§ Text passage:
=======

Protestant Reformation theologist John Calvin (1509-1564) rejected the Catholic doctrine of free will and embraced the concept of predestination, arguing that due to God’s omniscience, the fate of individuals must be preordained.  Others rejecting Roman Catholicism were not so rigid, accepting what came to be known as the paradox of free will, the seemingly irrational belief that while God orders all things somehow human freedom is preserved.  Religious skeptic that I am, but less dogmatic than Brian Greene, as much as I respect him, I maintain that I am responsible for my actions.  Somewhat of an existentialist, I agree with Hoosier humorist Kurt Vonnegut that “There is no order in the world around us; we must adapt ourselves to the requirements of chaos instead.” In “Slaughterhouse Five,” Vonnegut’s most important novel, the author utilizes protagonist Billy Pilgrim’s experiences to address the issue of  free will. Throughout his life, Billy is forced to be part of things against his free will. In his childhood his father throws him in the water to teach him how to swim. He was unwillingly drafted into the war, taken prisoner, and miraculously escapes the firebombing of Dresden. Later, he is kidnapped by Tralfamadorians, who believe that all moments occur and reoccur simultaneously: they have already happened and no one can change fate.
Hearing Bruce Hornsby’s “The Way It Is (some things will never change)” on WXRT’s Saturday morning show devoted to the year 1986 reminded me that things sometimes are beyond one’s control. Maryland basketball star Len Bias died that year of a cocaine overdose just two days after the Boston Celtics took him as the second pick in the NBA draft.  In the year of Halley’s Comet’s return, a Soviet nuclear reactor exploded at Chernobyl, wreaking havoc across much of Europe, and the space shuttle Challenger broke apart 73 seconds after takeoff, killing the seven crew members. An deadly earthquake in San Salvador and volcano in Cameroon each killed over 1,500 people.  In 1986 Swedish Prime Minister Olof Palme was murdered and Stefani Joanne Angelina Germanotta (Lady Gaga) was born in a Manhattan hospital – hard to believe their fates were predetermined.
Lady Gaga in 2016
One of my favorite songs of 1986 was REM’s “I Am Superman (I Can Do Anything” – an assertion of free will, perhaps.  Dave’s high school band LINT performed “I Am Superman” acapella.  LINT also did a rousing version of the Beastie Boys’ “Fight for Your Right to Party.”  Other top hits that year included Peter Gabriel’s “Sledgehammer,” “Papa Don’t Preach” by Madonna, and Bon Jovi’s “You Give Love a Bad Name.”  On the Ramones album “Animal Boy” were “Somebody Put Something in my Drink,” “Apeman Hop,” “Love Kills,” and “My Brain Is Hanging Upside Down (Bonzo Goes to Bitburg),” a rare political statement by the New York punkers criticizing Ronald Reagan’s visit to a German cemetery where Nazi storm troopers lay buried.

=======

§ Information given:
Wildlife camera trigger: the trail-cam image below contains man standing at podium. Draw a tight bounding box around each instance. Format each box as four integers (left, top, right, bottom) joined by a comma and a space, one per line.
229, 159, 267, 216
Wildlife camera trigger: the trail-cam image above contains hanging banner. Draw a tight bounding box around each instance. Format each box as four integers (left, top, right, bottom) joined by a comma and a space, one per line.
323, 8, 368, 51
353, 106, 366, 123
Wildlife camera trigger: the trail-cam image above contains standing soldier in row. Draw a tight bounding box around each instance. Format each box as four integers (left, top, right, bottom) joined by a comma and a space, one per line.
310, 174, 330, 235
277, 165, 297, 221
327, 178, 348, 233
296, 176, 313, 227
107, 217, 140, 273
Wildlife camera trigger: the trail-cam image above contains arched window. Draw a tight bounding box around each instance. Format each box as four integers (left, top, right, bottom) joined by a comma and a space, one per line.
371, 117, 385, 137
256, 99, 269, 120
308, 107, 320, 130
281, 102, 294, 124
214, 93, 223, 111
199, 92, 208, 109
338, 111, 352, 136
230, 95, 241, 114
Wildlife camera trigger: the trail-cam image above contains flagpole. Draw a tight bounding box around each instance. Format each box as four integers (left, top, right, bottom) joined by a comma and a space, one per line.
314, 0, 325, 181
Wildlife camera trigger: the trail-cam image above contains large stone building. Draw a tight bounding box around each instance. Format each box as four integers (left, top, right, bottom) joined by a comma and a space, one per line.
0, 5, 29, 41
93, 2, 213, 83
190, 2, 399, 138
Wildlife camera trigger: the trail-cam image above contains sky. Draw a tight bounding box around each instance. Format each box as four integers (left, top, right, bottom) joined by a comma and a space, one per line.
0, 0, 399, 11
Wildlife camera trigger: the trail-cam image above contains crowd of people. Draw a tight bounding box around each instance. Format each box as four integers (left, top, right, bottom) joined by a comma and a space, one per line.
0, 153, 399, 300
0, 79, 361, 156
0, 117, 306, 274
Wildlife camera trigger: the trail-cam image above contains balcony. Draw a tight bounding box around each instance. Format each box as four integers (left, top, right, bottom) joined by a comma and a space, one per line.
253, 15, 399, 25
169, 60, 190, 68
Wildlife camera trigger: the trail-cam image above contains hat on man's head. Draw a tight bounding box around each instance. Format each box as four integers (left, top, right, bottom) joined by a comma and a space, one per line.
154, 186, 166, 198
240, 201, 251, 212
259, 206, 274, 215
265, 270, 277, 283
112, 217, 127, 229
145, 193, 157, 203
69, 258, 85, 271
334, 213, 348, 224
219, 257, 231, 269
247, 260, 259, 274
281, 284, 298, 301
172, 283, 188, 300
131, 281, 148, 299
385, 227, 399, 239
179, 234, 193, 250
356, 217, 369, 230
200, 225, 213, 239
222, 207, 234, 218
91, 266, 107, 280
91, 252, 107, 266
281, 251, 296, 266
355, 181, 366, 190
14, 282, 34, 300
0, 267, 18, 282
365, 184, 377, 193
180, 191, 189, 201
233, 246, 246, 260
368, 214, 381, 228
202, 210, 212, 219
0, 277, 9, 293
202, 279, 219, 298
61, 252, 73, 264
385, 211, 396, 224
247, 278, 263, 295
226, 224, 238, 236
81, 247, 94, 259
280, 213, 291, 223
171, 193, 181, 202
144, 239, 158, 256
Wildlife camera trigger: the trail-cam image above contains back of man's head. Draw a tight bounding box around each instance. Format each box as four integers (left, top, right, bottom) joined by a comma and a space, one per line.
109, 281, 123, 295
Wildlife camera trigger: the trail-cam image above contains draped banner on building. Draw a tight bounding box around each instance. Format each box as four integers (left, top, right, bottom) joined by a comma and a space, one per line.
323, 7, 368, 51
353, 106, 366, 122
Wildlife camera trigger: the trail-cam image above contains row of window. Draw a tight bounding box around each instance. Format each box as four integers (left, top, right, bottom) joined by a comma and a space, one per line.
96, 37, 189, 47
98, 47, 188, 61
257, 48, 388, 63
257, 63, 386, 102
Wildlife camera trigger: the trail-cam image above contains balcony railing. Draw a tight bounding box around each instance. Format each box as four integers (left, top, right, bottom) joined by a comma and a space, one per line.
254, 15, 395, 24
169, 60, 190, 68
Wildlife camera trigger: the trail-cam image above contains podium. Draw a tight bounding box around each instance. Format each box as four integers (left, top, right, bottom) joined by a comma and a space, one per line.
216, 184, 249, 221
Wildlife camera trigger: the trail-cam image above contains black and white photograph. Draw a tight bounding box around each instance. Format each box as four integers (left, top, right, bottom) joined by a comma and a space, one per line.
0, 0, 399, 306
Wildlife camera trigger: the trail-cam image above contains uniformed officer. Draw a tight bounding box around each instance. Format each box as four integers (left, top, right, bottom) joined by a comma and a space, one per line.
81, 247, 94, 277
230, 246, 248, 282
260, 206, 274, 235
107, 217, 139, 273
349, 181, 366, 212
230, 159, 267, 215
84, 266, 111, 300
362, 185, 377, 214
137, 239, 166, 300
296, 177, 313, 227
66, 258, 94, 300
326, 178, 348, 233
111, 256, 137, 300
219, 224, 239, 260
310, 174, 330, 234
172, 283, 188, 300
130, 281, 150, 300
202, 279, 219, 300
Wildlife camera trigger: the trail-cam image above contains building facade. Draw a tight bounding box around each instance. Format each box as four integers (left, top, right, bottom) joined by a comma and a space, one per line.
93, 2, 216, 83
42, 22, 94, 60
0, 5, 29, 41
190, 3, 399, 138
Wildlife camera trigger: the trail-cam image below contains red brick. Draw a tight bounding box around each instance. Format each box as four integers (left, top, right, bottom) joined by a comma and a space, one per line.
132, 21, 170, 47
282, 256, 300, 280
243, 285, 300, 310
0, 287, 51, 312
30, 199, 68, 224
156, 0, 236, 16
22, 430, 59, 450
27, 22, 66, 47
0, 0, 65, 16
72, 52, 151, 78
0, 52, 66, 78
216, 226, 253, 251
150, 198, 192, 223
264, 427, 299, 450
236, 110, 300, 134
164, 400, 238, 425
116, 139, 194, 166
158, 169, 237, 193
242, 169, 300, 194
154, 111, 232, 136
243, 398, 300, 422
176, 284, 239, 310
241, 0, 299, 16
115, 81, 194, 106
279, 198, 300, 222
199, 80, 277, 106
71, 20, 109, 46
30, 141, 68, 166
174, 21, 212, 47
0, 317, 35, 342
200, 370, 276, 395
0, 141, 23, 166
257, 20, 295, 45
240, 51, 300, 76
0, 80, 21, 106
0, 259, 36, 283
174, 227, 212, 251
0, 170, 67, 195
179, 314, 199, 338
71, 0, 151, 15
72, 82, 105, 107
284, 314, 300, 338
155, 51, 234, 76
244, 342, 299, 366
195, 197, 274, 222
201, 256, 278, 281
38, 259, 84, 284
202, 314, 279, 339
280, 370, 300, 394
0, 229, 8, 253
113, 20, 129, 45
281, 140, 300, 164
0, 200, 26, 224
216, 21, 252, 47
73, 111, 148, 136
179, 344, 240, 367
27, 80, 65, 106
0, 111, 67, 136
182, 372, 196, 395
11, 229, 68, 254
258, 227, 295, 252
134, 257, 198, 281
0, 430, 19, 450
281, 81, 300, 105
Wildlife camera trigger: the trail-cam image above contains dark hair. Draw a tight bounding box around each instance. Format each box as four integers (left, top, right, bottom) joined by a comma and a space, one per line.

=======

§ Exercise goal:
List every song the passage on free will and 1986 names from the Ramones album "Animal Boy". The data are separate material and have no connection to the passage.

§ Response:
- "Somebody Put Something in my Drink"
- "Apeman Hop"
- "Love Kills"
- "My Brain Is Hanging Upside Down (Bonzo Goes to Bitburg)"